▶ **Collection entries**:

..............................

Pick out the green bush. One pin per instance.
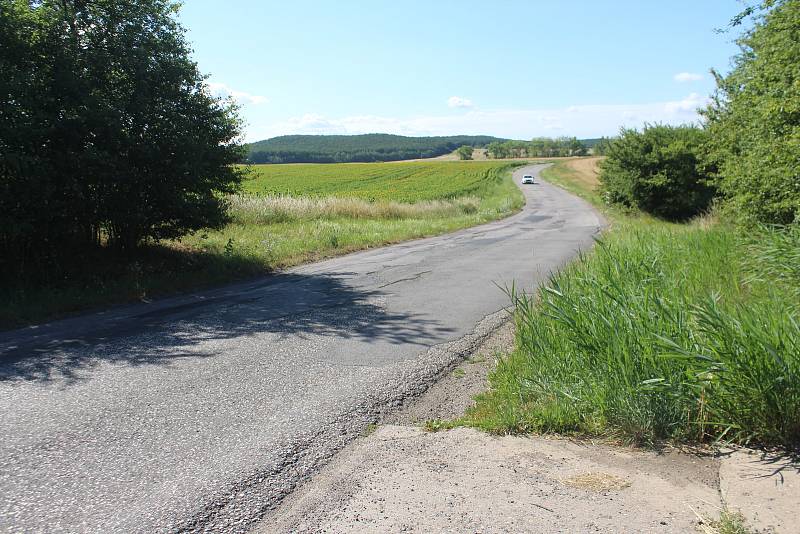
(657, 171)
(754, 121)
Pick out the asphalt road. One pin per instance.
(199, 413)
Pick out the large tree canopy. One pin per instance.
(754, 120)
(657, 171)
(107, 132)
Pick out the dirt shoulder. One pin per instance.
(401, 478)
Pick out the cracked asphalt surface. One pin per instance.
(199, 413)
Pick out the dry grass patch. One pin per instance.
(597, 481)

..............................

▶ **Goal of the exercise**: Please transcribe all of the records above exactly, leaving out any pictures.

▶ **Reply to the exercise**:
Pick out the green bush. One pin per instance.
(657, 171)
(754, 121)
Pick out the asphalt road. One pin per instance.
(199, 413)
Pick out the large tree canopy. One pin per instance.
(754, 120)
(657, 171)
(107, 132)
Pick out the dirt shoulder. One pin per instance.
(401, 478)
Pick out the cracked asphalt surface. One pin per instance.
(199, 413)
Pick out the dry grass patch. One pin per instance.
(597, 481)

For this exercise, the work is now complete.